## begin Excerpted text

On Arm Cortex-R series processors, it is possible to have ECC on buses. When this configuration is used, it is noted in the PPA analysis data. This extra functionality does not affect the area of the processor IP beyond noise.
Parity is an optional feature that detects errors, and which involves the use of a parity bit. A parity bit is used to protect the data in the tag RAM of a cache controller. The tag RAM contains the address information for a cache.
Floating Point Unit
A Floating Point Unit (FPU) enables floating point calculations to be made on a processor. An FPU also significantly increases the area of a processor. FPUs can be single precision or double precision. Double precision FPUs use more area than single precision FPUs. Where the FPU is an option, for example for all Arm Cortex-R-series processors, all Arm Cortex-A-series processors, and the Arm Cortex-M23, Arm Cortex-M4, Arm Cortex-M33, and Arm Cortex-M7 processors, your decision regarding an FPU will ultimately be governed by the requirements of the software that you need to run on your SoC.
The Neon instruction set is reliant on an FPU being included in the processor design, and on some Arm Cortex-A-series processors, the FPU and Neon are coupled together as a single option.
Embedded Trace Macrocell
The Embedded Trace Macrocell (ETM) is a debug component that enables reconstruction of program execution. The ETM is designed to be a high-speed, low-power debug tool, which only supports instruction tracing. This ensures that the area that the ETM adds to any realized IP is minimal. The ETM is optional for the Arm Cortex-M23, Arm Cortex-M3, Arm Cortex-M4, Arm Cortex-M33, Arm Cortex-M7, Arm Cortex-R5, Arm Cortex-R8, and Arm Cortex-A5 processors. If you anticipate that processor tracing would have no use in your design, you could reduce the area of your design by excluding it. However, excluding the ETM may have a serious impact on the team developing software for your SoC, and might affect safety certification processes. We recommend that your software team is included in any discussion about the inclusion of an ETM.
Note: The ETM option for the Arm Cortex-R5 processor is a separate component outside of the processor block. Although the ETM option cannot affect the PPA analysis of the Arm Cortex-R5 processor, if the option is included, then the ETM component will still add to the area of the SoC.

## end Excerpted text
## begin The data

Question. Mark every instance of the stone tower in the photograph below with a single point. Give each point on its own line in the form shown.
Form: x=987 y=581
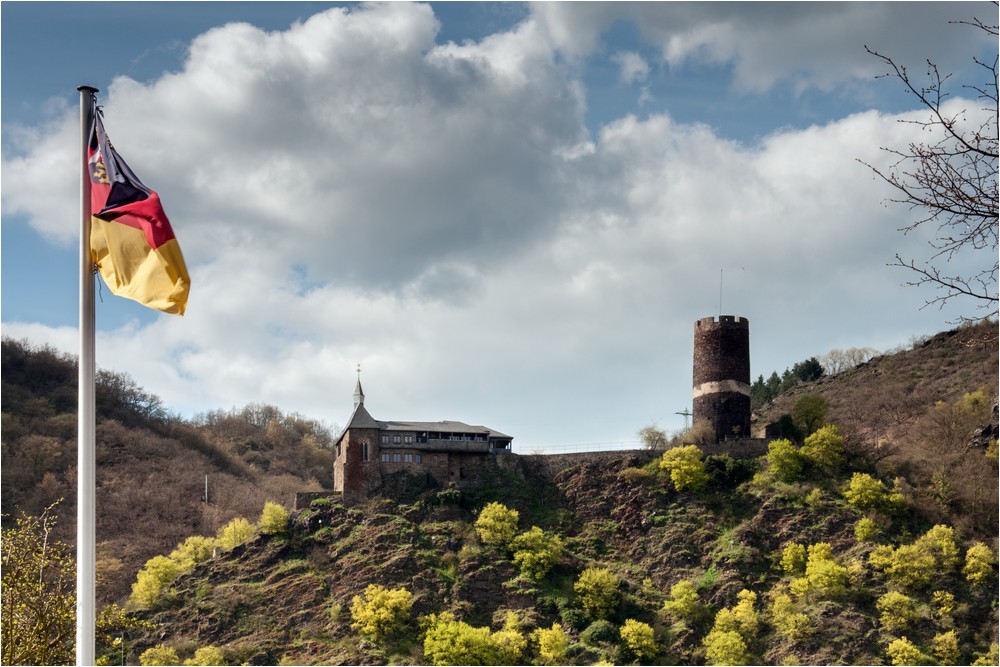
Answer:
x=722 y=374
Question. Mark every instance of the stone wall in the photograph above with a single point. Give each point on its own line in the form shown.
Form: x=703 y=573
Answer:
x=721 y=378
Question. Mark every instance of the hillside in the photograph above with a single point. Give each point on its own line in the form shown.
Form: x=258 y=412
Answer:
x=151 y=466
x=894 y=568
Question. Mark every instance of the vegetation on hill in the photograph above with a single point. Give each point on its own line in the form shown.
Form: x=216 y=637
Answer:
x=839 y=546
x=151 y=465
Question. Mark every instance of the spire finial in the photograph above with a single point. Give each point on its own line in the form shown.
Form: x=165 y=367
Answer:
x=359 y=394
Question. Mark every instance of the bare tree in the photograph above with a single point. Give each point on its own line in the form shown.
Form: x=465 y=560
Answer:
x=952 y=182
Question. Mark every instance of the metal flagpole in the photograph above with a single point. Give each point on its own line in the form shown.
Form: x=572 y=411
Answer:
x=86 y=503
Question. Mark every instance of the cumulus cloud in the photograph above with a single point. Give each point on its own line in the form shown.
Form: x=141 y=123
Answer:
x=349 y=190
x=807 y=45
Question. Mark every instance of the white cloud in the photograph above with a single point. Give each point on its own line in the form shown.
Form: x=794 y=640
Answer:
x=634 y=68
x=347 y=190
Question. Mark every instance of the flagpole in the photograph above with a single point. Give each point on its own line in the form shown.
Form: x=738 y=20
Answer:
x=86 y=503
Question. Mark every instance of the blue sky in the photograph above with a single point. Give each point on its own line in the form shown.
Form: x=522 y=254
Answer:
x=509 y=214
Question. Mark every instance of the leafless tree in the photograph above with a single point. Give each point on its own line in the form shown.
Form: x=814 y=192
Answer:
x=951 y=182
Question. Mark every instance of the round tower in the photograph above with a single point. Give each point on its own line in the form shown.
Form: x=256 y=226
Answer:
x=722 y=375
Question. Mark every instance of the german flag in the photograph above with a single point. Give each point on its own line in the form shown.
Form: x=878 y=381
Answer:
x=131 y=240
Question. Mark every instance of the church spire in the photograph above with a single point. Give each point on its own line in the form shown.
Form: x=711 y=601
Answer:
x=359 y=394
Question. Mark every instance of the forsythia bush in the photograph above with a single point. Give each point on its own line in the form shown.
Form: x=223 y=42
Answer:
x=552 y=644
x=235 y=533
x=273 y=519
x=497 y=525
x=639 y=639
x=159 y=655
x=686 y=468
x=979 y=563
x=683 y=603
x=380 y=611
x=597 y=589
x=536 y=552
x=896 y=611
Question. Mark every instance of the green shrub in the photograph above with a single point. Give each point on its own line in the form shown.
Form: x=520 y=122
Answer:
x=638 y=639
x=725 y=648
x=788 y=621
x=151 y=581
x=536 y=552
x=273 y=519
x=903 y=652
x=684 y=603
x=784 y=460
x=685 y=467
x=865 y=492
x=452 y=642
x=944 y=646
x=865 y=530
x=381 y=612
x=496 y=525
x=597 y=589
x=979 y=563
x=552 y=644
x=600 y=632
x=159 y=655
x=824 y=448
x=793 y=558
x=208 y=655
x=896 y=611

## end The data

— Parts of the exercise —
[A] Edit the rows from the line that contains "Question. Mark every instance of the church" through the last row, replacing "on its own line" with "on a separate line" and changing nothing else. Return only those lines.
[B] Continue the text on Arm processor options from the point where it stops.
The rows are separate from the text on Arm processor options and have no connection to it.

— Answers provided —
[A]
Question. Mark every instance of the church spire in the photograph above with a single point. Give each point on a separate line in the form shown.
Form: x=711 y=601
Answer:
x=359 y=394
Question. Mark every instance of the forsythia bush in the photograph above with a single point. Give each point on a separate line in the form shown.
Form: x=223 y=42
Answer:
x=552 y=644
x=235 y=533
x=273 y=519
x=497 y=525
x=639 y=639
x=159 y=655
x=686 y=468
x=979 y=563
x=683 y=603
x=380 y=611
x=597 y=589
x=536 y=552
x=896 y=611
Question. Mark every instance of the green shrub in the photograph above with a single point. Give each point on a separate line in the form shown.
Form: x=520 y=122
Answer:
x=638 y=639
x=725 y=648
x=788 y=621
x=151 y=581
x=536 y=552
x=273 y=519
x=903 y=652
x=684 y=603
x=784 y=460
x=685 y=467
x=865 y=492
x=452 y=642
x=944 y=646
x=865 y=530
x=381 y=612
x=496 y=525
x=597 y=589
x=979 y=563
x=552 y=644
x=600 y=632
x=159 y=655
x=824 y=448
x=793 y=558
x=208 y=655
x=896 y=611

[B]
Memory Protection Unit
The Memory Protection Unit (MPU) is a hardware unit that controls a limited number of protection regions in memory. MPUs are a major component of the Arm Protected Memory System Architecture (PMSA), which is found on all the Arm Cortex-R-series processors and most of the Arm Cortex-M-series processors (Arm Cortex-M0+, Arm Cortex-M3, Arm Cortex-M4, Arm Cortex-M7, Arm Cortex-M23, and Arm Cortex-M33 processors) that are included in the Arm Flexible Access program. In Arm Cortex-M-series processors and the Arm Cortex-R5 processor, MPUs are optional. In addition, you can specify how many MPU regions you want a core to support.
Neon is an advanced Single Instruction Multiple Data (SIMD) architecture extension for Arm Cortex-A series processors and the Arm Cortex-R52 processors. The technology is intended to improve the multimedia user experience by accelerating audio and video encoding and decoding, user interfaces, and 2D/3D graphics or gaming. Neon can also accelerate signal processing algorithms and functions. This means that Neon can speed up applications like audio and video processing, voice and facial recognition, computer vision and deep learning. Neon is optional on all Arm processors. If you do not require its capabilities for your software, you can reduce the area of your SoC design by excluding it.
The Neon instruction set is reliant on an FPU being included. On the Arm Cortex-A32, Arm Cortex-A34, Arm Cortex-A35, and Arm Cortex-A53 processors, Neon and the FPU are coupled together, so you need to include both or none.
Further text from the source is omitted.